**DOCUMENT EXCERPT:**
Archive for the ‘HyperLogLog’ Category

Open Source Release: java-hll

Friday, January 3rd, 2014

Open Source Release: java-hll

From the post:

We’re happy to announce our newest open-source project, java-hll, a HyperLogLog implementation in Java that is storage-compatible with the previously released postgresql-hll and js-hll implementations. And as the rule of three dictates, we’ve also extracted the storage specification that makes them interoperable into it’s own repository. Currently, all three implementations support reading storage specification v1.0.0, while only the PostgreSQL and Java implementations fully support writing v1.0.0. We hope to bring the JS implementation up to speed, with respect to serialization, shortly.

For reasons to be excited, see my HyperLogLog post archive.

Open Source Release: postgresql-hll

Saturday, May 25th, 2013

Open Source Release: postgresql-hll

From the post:

We’re happy to announce the first open-source release of AK’s PostgreSQL extension for building and manipulating HyperLogLog data structures in SQL, postgresql-hll. We are releasing this code under the Apache License, Version 2.0 which we feel is an excellent balance between permissive usage and liability limitation.

What is it and what can I do with it?

The extension introduces a new data type, hll, which represents a probabilistic distinct value counter that is a hybrid between a HyperLogLog data structure (for large cardinalities) and a simple set (for small cardinalities). These structures support the basic HLL methods: insert, union, and cardinality, and we’ve also provided aggregate and debugging functions that make using and understanding these things a breeze. We’ve also included a way to do schema versioning of the binary representations of hlls, which should allow a clear path to upgrading the algorithm, as new engineering insights come up.

A quick overview of what’s included in the release:

  • C-based extension that provides the hll data structure and algorithms
  • Austin Appleby’s MurmurHash3 implementation and SQL-land wrappers for integer numerics, bytes, and text
  • Full storage specification in STORAGE.markdown
  • Full function reference in REFERENCE.markdown
  • .spec file for rpmbuild
  • Full test suite

A quick note on why we included MurmurHash3 in the extension: we’ve done a good bit of research on the importance of a good hash function when using sketching algorithms like HyperLogLog and we came to the conclusion that it wouldn’t be very user-friendly to force the user to figure out how to get a good hash function into SQL-land. Sure, there are plenty of cryptographic hash functions available, but those are (computationally) overkill for what is needed. We did the research and found MurmurHash3 to be an excellent non-cryptographic hash function in both theory and practice. We’ve been using it in production for a while now with excellent results. As mentioned in the README, it’s of crucial importance to reliably hash the inputs to hlls.

Would you say topic maps aggregate data?

I thought so.

How would you adapt HLL to synonymous identifications?

I ask because of this line in the post:

Essentially, we’re doing interactive set-intersection of operands with millions or billions of entries in milliseconds. This is intersection computed using the inclusion-exclusion principle as applied to hlls:

Performing “…interactive set-intersection of operands with millions or billions of entries in milliseconds…” sounds like an attractive feature for topic map software.

**STATED TASK 1:**
Rewrite the HyperLogLog page, starting with "For reasons to" and going on through "do with it?", with "Apache License" changed to "MIT License".
The HyperLogLog page and the listing come from separate, unrelated sources.

**MATERIAL SHOWN:**
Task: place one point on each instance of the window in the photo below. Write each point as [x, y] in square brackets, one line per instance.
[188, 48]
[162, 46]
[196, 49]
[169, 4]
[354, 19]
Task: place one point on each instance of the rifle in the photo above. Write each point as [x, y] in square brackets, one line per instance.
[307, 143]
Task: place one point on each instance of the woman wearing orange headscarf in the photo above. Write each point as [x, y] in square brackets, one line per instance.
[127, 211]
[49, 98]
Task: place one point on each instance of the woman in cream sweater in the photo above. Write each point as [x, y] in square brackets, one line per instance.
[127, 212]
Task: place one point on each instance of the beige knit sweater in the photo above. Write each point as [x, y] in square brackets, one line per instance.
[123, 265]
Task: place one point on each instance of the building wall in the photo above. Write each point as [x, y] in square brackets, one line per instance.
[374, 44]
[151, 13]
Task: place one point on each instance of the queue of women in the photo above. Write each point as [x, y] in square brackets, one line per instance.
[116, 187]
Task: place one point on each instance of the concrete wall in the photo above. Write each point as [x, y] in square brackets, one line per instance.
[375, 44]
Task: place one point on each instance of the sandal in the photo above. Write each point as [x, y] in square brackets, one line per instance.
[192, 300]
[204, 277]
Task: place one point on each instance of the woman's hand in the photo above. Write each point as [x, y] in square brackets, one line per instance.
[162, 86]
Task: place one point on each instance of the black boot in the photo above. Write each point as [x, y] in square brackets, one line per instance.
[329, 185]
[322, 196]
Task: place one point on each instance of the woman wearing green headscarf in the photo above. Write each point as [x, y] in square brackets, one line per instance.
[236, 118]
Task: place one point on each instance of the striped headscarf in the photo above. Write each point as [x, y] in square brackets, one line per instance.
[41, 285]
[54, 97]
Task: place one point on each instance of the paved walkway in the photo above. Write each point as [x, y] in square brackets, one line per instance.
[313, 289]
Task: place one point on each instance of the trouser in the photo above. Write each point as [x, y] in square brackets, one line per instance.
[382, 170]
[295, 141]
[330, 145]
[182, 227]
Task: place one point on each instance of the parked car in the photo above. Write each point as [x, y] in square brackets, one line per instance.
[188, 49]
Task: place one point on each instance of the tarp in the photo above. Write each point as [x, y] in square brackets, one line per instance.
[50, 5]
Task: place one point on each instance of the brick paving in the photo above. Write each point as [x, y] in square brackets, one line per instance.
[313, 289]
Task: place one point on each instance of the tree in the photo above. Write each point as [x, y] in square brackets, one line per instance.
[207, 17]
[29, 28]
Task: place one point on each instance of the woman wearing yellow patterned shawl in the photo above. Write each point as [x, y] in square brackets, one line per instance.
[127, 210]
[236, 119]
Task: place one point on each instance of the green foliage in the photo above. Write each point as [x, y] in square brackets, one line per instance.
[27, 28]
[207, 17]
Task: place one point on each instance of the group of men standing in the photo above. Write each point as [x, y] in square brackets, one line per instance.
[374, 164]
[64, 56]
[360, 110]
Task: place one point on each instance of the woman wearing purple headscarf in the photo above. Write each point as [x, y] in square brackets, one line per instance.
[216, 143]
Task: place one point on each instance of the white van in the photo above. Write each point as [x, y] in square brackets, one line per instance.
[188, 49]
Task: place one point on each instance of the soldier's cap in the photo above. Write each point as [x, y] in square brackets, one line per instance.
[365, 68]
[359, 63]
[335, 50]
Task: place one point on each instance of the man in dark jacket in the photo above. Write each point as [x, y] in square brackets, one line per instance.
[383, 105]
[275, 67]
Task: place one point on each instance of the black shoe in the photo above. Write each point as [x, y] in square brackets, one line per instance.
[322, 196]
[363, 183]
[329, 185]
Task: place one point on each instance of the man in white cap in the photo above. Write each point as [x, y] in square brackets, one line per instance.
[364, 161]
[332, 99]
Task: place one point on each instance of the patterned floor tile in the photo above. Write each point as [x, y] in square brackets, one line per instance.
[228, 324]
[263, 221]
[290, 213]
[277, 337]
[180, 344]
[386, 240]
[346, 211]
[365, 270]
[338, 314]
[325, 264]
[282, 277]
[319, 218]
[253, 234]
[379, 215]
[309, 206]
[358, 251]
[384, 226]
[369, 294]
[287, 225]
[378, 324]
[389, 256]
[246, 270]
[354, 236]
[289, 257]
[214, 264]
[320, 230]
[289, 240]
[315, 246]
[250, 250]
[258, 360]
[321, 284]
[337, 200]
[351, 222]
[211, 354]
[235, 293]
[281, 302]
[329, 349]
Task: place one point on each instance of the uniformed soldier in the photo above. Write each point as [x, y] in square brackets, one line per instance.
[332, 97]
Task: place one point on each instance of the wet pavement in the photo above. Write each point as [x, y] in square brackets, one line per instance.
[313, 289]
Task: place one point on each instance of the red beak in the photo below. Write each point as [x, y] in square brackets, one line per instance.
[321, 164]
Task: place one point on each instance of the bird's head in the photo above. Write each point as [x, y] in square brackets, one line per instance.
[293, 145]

**STATED TASK 2:**
Gather every line of the listing that contains the string "below", matching case exactly.

**TASK RESULT 1:**
For reasons to be excited, see my HyperLogLog post archive.

Open Source Release: postgresql-hll

Saturday, May 25th, 2013

Open Source Release: postgresql-hll

From the post:

We’re happy to announce the first open-source release of AK’s PostgreSQL extension for building and manipulating HyperLogLog data structures in SQL, postgresql-hll. We are releasing this code under the MIT License, Version 2.0 which we feel is an excellent balance between permissive usage and liability limitation.

What is it and what can I do with it?

**TASK RESULT 2:**
Task: place one point on each instance of the window in the photo below. Write each point as [x, y] in square brackets, one line per instance.
Task: place one point on each instance of the red beak in the photo below. Write each point as [x, y] in square brackets, one line per instance.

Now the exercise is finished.